Content starts

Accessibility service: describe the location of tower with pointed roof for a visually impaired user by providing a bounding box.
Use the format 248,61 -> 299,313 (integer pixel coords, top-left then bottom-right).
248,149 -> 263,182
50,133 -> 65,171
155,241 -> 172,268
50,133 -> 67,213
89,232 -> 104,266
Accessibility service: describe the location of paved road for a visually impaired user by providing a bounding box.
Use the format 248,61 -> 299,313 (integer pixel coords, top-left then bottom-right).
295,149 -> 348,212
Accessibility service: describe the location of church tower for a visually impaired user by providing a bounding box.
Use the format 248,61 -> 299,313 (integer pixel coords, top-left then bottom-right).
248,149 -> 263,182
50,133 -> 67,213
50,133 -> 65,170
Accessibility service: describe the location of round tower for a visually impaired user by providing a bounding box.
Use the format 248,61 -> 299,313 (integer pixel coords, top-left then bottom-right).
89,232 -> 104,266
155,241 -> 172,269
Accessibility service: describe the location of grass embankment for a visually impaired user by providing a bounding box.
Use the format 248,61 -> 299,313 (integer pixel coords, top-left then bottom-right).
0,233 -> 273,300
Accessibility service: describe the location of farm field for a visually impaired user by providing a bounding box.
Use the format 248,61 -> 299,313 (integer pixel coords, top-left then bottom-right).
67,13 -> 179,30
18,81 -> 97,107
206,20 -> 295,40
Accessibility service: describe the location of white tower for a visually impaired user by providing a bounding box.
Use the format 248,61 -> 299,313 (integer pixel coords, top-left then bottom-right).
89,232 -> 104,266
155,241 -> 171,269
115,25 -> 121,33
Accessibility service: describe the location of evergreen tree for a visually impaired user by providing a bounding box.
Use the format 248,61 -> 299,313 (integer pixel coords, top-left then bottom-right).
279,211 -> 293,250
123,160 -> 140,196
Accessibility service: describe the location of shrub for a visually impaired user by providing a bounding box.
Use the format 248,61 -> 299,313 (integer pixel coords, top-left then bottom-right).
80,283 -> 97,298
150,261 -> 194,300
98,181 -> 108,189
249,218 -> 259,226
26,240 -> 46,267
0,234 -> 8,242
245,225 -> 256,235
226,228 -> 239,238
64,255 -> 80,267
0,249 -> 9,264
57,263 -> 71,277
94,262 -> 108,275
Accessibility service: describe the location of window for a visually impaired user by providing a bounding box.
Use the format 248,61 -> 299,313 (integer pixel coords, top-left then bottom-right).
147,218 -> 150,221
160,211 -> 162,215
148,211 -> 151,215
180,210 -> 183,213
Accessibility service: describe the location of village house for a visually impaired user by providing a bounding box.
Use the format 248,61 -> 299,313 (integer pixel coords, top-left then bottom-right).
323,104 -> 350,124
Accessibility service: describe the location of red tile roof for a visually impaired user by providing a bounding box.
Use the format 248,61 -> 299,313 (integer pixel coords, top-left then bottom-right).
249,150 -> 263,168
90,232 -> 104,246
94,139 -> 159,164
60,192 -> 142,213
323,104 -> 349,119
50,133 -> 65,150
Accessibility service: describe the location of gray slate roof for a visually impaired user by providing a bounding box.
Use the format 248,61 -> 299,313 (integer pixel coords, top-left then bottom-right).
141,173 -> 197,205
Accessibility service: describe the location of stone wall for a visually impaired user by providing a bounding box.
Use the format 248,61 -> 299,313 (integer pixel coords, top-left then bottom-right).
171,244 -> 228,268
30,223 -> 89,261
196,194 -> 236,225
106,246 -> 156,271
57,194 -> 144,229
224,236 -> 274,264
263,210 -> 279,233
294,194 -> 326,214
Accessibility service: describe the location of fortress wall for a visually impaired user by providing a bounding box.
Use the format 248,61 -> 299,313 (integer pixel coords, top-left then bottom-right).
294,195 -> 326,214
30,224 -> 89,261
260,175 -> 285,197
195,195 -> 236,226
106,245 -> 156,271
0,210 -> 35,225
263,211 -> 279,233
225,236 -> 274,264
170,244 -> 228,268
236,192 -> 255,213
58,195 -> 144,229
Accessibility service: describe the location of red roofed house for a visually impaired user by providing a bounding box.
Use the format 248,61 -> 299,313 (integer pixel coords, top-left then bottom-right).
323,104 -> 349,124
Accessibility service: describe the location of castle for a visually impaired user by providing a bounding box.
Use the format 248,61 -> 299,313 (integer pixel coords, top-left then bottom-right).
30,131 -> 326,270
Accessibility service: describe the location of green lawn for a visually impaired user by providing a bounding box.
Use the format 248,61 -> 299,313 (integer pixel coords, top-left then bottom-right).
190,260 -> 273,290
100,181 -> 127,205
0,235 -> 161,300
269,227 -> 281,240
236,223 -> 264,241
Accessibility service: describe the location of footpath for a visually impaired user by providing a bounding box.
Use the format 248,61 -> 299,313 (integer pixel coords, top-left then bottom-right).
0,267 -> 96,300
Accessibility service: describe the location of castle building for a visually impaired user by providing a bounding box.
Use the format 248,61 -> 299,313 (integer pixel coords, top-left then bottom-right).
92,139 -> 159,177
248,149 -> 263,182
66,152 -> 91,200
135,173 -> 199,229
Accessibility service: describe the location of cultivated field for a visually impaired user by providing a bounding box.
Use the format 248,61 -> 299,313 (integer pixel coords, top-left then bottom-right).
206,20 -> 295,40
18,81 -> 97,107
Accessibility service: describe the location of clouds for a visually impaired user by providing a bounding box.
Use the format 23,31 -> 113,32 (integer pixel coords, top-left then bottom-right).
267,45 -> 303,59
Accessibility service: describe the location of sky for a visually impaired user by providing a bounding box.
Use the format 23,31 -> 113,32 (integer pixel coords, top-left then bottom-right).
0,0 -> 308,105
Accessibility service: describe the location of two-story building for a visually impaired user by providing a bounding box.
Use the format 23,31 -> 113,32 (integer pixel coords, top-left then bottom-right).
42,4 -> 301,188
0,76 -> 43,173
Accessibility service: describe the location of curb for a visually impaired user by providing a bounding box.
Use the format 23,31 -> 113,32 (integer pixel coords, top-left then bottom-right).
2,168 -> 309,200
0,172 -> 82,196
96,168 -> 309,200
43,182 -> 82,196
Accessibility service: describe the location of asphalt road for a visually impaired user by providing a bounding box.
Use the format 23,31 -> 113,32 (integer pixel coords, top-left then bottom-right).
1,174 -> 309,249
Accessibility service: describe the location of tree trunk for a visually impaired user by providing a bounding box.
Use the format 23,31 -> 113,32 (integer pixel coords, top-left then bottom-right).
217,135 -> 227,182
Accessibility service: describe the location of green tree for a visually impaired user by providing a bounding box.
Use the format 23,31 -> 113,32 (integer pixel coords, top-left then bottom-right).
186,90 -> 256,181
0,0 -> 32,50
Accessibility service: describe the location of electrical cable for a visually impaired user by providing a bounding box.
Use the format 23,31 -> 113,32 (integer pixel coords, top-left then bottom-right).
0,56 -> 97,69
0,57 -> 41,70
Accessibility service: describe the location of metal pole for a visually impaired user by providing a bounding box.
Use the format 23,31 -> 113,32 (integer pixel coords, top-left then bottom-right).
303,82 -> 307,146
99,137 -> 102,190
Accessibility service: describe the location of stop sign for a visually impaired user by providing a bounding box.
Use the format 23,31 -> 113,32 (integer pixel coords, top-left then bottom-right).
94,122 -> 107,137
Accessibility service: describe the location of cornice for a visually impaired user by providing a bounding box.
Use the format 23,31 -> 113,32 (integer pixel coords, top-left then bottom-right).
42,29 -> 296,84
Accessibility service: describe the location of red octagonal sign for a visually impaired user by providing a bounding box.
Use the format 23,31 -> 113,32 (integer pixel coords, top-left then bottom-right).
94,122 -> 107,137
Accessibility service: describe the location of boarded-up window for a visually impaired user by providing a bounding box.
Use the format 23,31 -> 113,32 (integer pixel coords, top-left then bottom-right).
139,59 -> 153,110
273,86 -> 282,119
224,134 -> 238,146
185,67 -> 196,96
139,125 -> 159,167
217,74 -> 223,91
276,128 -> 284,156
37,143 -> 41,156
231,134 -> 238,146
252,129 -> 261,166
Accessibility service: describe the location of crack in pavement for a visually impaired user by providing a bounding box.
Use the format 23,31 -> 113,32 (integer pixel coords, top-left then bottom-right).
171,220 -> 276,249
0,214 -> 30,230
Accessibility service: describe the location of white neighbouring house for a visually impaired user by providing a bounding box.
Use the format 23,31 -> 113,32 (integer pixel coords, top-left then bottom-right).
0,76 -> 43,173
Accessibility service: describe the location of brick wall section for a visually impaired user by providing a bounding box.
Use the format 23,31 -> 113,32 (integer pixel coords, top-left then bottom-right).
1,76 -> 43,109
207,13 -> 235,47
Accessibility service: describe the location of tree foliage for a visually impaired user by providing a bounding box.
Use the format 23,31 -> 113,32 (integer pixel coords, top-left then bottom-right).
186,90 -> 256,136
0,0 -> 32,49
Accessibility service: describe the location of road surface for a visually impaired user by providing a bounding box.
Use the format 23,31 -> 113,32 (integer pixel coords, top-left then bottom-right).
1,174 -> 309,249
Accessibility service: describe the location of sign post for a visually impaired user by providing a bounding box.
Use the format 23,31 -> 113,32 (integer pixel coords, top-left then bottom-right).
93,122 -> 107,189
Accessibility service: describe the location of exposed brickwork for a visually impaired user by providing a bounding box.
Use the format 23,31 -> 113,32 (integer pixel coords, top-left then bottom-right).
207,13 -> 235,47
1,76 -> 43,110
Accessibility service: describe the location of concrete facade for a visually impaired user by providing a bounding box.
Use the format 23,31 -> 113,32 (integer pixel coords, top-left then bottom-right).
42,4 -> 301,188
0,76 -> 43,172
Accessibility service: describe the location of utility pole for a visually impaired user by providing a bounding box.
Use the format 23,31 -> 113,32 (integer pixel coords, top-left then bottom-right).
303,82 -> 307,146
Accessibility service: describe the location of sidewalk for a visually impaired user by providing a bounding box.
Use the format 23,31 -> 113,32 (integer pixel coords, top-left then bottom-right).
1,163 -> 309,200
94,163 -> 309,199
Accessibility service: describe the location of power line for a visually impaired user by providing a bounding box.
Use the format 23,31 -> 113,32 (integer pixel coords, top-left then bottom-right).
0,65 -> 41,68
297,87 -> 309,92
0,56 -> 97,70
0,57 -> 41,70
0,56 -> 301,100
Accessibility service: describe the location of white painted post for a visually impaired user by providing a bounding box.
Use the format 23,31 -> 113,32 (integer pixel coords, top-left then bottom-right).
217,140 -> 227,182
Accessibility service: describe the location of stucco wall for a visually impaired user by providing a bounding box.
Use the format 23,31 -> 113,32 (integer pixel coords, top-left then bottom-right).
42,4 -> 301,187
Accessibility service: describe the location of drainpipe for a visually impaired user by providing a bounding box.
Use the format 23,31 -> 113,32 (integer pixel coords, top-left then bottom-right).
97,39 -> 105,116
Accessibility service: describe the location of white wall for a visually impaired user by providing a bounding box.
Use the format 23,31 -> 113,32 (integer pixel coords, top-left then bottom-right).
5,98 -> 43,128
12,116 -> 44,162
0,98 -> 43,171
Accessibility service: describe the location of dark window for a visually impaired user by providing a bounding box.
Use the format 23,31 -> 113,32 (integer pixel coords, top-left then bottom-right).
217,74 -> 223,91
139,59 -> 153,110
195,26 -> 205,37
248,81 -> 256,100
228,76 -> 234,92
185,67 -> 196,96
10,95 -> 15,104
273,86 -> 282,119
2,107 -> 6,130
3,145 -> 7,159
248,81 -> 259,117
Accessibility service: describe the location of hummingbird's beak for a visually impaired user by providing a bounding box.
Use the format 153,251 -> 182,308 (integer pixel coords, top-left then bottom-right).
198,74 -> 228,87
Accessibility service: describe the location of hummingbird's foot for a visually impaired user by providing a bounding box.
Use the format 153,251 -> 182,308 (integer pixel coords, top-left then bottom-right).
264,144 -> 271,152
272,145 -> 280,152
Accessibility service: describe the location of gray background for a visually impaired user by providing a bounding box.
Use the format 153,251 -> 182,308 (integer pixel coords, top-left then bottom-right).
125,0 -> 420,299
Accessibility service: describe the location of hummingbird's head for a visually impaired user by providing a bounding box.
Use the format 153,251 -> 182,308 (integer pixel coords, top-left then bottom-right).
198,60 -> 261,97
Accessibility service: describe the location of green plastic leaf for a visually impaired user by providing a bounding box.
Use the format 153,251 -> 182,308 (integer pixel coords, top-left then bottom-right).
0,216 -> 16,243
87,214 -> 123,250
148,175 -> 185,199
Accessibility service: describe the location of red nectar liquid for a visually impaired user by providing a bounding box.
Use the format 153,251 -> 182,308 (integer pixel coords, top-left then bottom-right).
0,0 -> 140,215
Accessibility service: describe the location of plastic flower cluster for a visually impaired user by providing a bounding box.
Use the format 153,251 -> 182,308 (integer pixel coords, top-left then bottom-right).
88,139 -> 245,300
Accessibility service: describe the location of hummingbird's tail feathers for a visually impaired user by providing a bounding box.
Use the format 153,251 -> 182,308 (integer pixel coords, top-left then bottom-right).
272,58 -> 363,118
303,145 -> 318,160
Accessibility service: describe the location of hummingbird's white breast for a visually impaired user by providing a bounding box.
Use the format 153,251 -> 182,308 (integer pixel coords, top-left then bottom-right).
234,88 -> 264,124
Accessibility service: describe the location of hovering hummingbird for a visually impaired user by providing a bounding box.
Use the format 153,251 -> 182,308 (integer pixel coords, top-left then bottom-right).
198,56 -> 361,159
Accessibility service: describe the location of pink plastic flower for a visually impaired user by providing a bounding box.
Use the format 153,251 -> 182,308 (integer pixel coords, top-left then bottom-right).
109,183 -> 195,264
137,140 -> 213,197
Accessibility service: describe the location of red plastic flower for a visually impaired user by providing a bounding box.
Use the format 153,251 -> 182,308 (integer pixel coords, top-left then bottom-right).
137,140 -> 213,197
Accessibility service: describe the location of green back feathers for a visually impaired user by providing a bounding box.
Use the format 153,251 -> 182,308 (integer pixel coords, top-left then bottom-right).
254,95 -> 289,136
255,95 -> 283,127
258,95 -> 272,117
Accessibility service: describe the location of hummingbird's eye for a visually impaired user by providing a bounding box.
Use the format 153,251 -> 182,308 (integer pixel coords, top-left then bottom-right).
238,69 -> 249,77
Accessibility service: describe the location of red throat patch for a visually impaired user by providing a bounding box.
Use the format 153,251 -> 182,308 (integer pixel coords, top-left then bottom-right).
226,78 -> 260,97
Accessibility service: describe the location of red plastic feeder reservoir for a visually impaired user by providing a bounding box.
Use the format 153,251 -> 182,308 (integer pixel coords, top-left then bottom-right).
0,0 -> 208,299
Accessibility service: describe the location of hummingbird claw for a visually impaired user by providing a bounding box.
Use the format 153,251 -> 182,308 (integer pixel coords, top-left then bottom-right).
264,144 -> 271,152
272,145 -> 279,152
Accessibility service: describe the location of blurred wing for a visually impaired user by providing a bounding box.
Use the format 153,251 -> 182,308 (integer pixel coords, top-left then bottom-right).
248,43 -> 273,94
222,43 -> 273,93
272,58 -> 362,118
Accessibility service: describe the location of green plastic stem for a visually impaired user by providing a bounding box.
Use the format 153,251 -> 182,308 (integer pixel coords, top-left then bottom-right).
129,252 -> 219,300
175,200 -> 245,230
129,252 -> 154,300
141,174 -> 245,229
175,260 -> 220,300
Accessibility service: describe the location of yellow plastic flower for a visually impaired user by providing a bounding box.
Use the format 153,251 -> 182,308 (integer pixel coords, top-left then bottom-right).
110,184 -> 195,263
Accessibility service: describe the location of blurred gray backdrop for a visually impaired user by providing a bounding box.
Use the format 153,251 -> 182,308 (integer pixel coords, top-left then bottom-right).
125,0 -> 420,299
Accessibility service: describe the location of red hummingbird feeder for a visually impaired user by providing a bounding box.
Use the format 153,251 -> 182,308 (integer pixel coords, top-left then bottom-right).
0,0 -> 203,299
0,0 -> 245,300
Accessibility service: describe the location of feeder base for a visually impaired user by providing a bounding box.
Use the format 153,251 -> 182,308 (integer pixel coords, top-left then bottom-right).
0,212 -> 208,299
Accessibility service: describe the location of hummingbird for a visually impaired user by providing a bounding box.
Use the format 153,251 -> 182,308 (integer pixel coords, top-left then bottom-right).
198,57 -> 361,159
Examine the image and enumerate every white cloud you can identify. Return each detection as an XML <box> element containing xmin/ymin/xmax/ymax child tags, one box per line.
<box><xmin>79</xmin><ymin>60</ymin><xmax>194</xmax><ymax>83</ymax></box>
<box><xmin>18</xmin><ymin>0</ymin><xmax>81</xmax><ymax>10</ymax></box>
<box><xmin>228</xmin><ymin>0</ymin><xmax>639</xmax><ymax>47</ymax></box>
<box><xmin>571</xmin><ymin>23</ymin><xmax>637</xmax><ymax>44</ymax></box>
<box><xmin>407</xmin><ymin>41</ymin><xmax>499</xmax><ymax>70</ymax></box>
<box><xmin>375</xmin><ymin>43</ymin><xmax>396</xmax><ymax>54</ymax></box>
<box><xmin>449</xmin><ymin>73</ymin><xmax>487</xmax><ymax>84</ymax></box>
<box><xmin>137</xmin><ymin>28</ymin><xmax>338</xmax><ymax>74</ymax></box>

Content ends

→ PROBLEM TO WORK ON: Check each line above for the string "castle" and copy those that have it.

→ ANSWER SPACE:
Accessibility service: describe the location of castle for a visually impaired user by providing a bounding box.
Accessibility service: describe the location of castle building for a visually impaired user by providing a bounding box.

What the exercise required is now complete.